→ DOCUMENT SECTION:
========================================
MicroX and Presto Range (8-Bit PIC board, mixed 3.3/5V) => Projects => Topic started by: emkowale on October 26, 2011, 10:31:46 AM

Title: New kid on the block that needs a little push.
Post by: emkowale on October 26, 2011, 10:31:46 AM

     This summer I bought a home that has simple door and window contact switches everywhere.  My goal is to have a device that simply tells me the state of these switches either via SNMP or my own polling software.  I purchased a SBC65EC and a PT24E-ASMI.  I got the boards, put them together, powered it up and logged in via the internal webserver.  This is just the sort of fun project I love to do.  However, I think I need a little push to get me started.  I've been programming for years.  I just need this device to tell me if the contact switches on my house doors are open or closed.  Can you point me in the right direction?  For starters, where to I plug the two wires from each switch?

Title: Re: New kid on the block that needs a little push.
Post by: Rick314 on October 26, 2011, 02:50:24 PM
The online data sheets and schematics for the SBC65EC and PT-24E-ASM allowed me to write a Java program to set the LEDs on the PT-24E-ASM using UDP.  Since it was for a school project I tried to comment the code well.  See

I also spent significant time on SNMP with the SBC65EC/SBC66EC, but abandoned them in favor of the Microchip PIC32 Ethernet Starter Kit: See

I think that with no actual firmware programming of the SBC65EC needed, its existing HTTP or UDP control interfaces can configure its digital I/O pins and use them for what you want.  Hopefully someone else will comment that has already done closer to what you want.
Title: Re: New kid on the block that needs a little push.
Post by: emkowale on October 27, 2011, 08:37:04 PM
I looked at your example.  It will help me out once I can get past one simple and probably obvious thing that I am missing.  Where do I plug in the switch?  There are 24 screw terminals on the pt24e-asm.  Do I use 1 and 2?  Once the switch is plugged in and I close the circuit, I should see a 1 or a 0 in the web interface somewhere.  Correct?

Title: Re: New kid on the block that needs a little push.
Post by: Rick314 on November 02, 2011, 11:02:18 PM
There is more work involved than I think you are imagining, but it is definitely within the capabilities of the SBC65EC and PT24E-ASM. is the 16-page SBC65EC Data Sheet.  Section 4 "Daughter Board Connectors" lists the signals between the SBC and the PT24E-ASM Proto Board. is the 4-page schematic/layout of the PT24E-ASM.  You will need to spend time understanding both documents.
========================================
→ ROWS:
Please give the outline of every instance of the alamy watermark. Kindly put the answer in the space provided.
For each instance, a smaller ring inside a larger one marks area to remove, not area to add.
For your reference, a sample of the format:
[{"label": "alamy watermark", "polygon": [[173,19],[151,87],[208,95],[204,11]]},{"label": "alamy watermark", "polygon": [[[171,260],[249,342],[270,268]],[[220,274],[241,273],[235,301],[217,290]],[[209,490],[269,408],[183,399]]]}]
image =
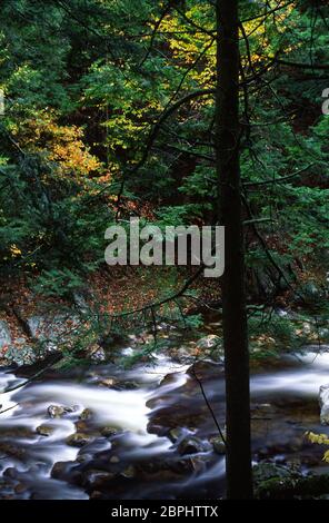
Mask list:
[{"label": "alamy watermark", "polygon": [[206,278],[218,278],[225,272],[225,227],[191,225],[140,226],[130,218],[129,226],[110,226],[104,234],[110,240],[104,259],[108,265],[196,265],[205,266]]}]

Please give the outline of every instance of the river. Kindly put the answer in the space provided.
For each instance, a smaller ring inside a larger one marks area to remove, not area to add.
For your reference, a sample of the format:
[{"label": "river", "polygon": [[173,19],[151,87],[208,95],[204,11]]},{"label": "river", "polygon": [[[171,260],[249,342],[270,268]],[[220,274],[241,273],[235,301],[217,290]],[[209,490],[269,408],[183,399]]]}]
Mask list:
[{"label": "river", "polygon": [[[158,355],[156,363],[130,371],[108,364],[49,372],[2,394],[0,499],[220,497],[225,455],[215,452],[217,430],[188,367]],[[198,373],[223,425],[222,366],[201,363]],[[0,387],[24,379],[2,371]],[[327,352],[286,356],[253,369],[255,462],[326,471],[322,451],[303,434],[323,432],[318,392],[328,382]],[[68,412],[51,417],[63,406]]]}]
========================================
→ REQUEST 1:
Answer these from the forum thread about door contact switches:
(a) Which two boards did emkowale buy?
(b) What did Rick314 switch to after giving up on SNMP with the SBC65EC/SBC66EC?
(c) How many screw terminals does emkowale say the pt24e-asm has?
→ REQUEST 2: Please pick up the forum thread about door contact switches after its final sentence and write the rest of Rick314's reply.

→ FINAL ANSWER 1:
(a) An SBC65EC and a PT24E-ASMI.
(b) The Microchip PIC32 Ethernet Starter Kit.
(c) 24.

→ FINAL ANSWER 2:
One option for your window switches is given on the first page of the PT24E-ASM document, labeled "8 Way DIP Switch - NOT ASSEMBLED".  If you were to get and load those parts onto your PT24E-ASM, you would then be able to read the 8 DIP switches (or substitute window switches).  The 74HC165N shown on the schematic is a shift register, and reading the 8 switches involves shifting them in a single bit at a time, similar to what my Java program does for the LED outputs -- It is not trivial.  Maybe someone else has done this and posted software on the Forum somewhere that reads the switch shown in the schematic.  I didn't look.  You *can* do all the required operations from the SBC web pages, and in fact that is how I developed my Java program.  It isn't practical for actual use though.  For example, "set C0 to 0, then set C0 to 1" (2 manual operations using the web pages) puts an edge on it and does a single "shift".  Many such operations are required to get all 8 bits.  It is tedious for a human but easy for a program.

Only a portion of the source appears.